- **Given exercise**
Each entry must be reproduced precisely as it stands.

- **Extracted entries**
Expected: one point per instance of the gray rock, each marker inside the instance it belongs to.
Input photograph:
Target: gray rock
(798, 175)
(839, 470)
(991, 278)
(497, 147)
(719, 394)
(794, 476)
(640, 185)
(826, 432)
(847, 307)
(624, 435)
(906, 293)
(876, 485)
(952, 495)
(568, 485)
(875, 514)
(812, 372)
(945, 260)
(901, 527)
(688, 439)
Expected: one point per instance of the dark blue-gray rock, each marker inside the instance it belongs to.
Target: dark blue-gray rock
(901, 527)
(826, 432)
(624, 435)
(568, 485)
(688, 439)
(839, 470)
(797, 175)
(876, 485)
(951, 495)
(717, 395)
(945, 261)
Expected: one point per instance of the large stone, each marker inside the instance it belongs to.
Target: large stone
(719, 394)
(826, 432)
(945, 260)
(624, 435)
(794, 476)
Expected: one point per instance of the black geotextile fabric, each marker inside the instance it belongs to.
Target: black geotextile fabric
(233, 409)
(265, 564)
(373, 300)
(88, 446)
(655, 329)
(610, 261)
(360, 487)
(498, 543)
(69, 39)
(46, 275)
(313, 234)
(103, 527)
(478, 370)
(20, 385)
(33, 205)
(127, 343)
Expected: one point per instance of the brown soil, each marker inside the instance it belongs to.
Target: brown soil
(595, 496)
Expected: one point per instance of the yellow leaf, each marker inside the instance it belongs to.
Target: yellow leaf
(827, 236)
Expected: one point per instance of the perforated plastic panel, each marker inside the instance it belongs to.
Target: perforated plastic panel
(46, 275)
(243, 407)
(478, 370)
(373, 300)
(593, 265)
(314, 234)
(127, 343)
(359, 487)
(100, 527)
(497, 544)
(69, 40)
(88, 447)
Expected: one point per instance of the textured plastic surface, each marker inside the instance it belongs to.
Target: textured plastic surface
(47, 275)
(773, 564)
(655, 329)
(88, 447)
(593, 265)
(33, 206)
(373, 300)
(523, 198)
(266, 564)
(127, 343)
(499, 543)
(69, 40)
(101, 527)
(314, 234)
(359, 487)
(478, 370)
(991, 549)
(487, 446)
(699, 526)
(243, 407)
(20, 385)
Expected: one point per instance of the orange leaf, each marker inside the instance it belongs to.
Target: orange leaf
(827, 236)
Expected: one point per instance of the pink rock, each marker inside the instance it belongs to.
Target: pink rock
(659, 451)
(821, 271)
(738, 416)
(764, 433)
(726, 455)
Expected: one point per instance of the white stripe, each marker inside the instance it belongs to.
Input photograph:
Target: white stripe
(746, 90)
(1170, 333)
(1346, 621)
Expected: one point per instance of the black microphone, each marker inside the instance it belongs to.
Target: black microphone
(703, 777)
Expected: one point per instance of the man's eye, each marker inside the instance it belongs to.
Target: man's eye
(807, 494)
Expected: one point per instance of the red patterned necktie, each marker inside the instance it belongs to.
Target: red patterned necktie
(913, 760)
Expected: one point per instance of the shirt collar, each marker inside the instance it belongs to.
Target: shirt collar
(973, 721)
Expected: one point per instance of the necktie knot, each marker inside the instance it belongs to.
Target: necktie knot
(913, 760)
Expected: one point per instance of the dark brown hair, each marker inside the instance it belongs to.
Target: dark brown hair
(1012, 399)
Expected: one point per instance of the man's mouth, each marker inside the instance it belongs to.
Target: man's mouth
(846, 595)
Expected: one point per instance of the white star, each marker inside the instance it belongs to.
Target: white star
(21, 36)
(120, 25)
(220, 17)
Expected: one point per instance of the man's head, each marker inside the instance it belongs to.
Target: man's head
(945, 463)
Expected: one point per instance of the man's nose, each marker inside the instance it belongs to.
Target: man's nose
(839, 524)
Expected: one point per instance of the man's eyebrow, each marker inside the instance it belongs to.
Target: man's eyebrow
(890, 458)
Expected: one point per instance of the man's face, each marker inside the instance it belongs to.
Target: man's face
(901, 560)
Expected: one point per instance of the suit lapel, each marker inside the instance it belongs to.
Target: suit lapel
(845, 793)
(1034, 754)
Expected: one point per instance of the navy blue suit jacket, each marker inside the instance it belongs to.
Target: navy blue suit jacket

- **Answer below**
Expected: one point per instance of the gray rock, each marker inside the instance it belongs to.
Input photograph:
Target: gray rock
(798, 175)
(839, 470)
(991, 278)
(497, 147)
(719, 394)
(794, 476)
(640, 185)
(826, 432)
(847, 307)
(624, 435)
(906, 293)
(876, 485)
(952, 495)
(568, 485)
(875, 514)
(812, 372)
(945, 260)
(901, 527)
(688, 439)
Expected: one point per instance of the dark blue-gray rock, each marker inside the instance it belongs to.
Target: dark blue-gray rock
(901, 527)
(826, 432)
(624, 435)
(568, 485)
(688, 439)
(839, 470)
(797, 175)
(876, 485)
(951, 495)
(717, 395)
(945, 261)
Expected: one point per instance of the large stone, each marker inside the instance it belongs to.
Target: large stone
(719, 394)
(826, 432)
(945, 260)
(624, 435)
(794, 476)
Expected: one point per instance of the black geotextile fabric, each marker inside the instance it belongs to.
Target: black geotextile fabric
(233, 409)
(265, 564)
(373, 300)
(88, 446)
(655, 329)
(610, 261)
(360, 487)
(498, 543)
(69, 39)
(46, 275)
(313, 234)
(103, 527)
(478, 370)
(20, 385)
(33, 205)
(127, 343)
Expected: one point per instance of the brown soil, each marker inside the instance it belongs to.
Target: brown soil
(595, 496)
Expected: one point per instance of the yellow leaf, each marker inside the instance it belongs to.
Target: yellow leaf
(827, 236)
Expected: one point per instance of the perforated plastic panel, each marker inside the instance it belongs to.
Target: perforated plastic panel
(46, 275)
(243, 407)
(478, 370)
(373, 300)
(593, 265)
(314, 234)
(127, 343)
(359, 487)
(100, 527)
(497, 544)
(69, 40)
(88, 447)
Expected: one point per instance of the textured plastic surface, each marker inside the instance it belongs to.
Target: textured plastic surface
(47, 275)
(773, 564)
(655, 329)
(88, 447)
(593, 265)
(33, 206)
(373, 300)
(523, 198)
(266, 564)
(127, 343)
(499, 543)
(69, 40)
(101, 527)
(314, 234)
(359, 487)
(478, 370)
(991, 549)
(487, 446)
(699, 526)
(243, 407)
(20, 385)
Expected: one point per instance of the orange leaf, each marker inside the instance it belongs to.
Target: orange leaf
(827, 236)
Expected: one point per instance of the pink rock, each marker inside the instance it belongs to.
Target: pink rock
(659, 451)
(821, 271)
(738, 416)
(764, 433)
(726, 455)
Expected: one point per instance of the white stripe, each marker inside the instance it belongs to.
Input photograph:
Target: white stripe
(746, 90)
(1170, 333)
(1346, 621)
Expected: one point per instance of the black microphone, each marker inside the instance it belongs to.
Target: black microphone
(703, 777)
Expected: one point per instance of the man's eye, each marker inside the instance it belongs to.
Target: man's eye
(807, 494)
Expected: one point per instance of the red patterned necktie, each marker inside the instance it belongs to.
Target: red patterned necktie
(913, 760)
Expected: one point per instance of the shirt collar, each marker inside the instance it belongs to.
Target: shirt collar
(973, 721)
Expected: one point per instance of the necktie knot, each marker inside the instance it belongs to.
Target: necktie knot
(913, 760)
Expected: one point per instance of the dark brown hair, each marker inside the instance it belongs to.
Target: dark brown hair
(1012, 399)
Expected: one point per instance of the man's mouth, each marker inside the instance it belongs to.
Target: man's mouth
(846, 595)
Expected: one point per instance of the white star, each marker inside the instance it belongs to.
Target: white star
(21, 36)
(120, 25)
(220, 17)
Expected: one point per instance of the man's head, each marker inside the instance it belongs to.
Target: man's head
(945, 463)
Expected: one point per instance of the man's nose, each marker inside the instance it belongs to.
Target: man's nose
(839, 524)
Expected: one point per instance of the man's eyebrow, each marker inside the instance it belongs to.
Target: man's eyebrow
(890, 458)
Expected: one point per instance of the man's face, each marker inside the instance it belongs to.
Target: man's face
(901, 560)
Expected: one point per instance of the suit lapel, each marker inside the instance it belongs to.
Target: suit lapel
(845, 793)
(1034, 754)
Expected: one point per instance of the navy blue suit jacket, each marker inside the instance it belongs to.
Target: navy blue suit jacket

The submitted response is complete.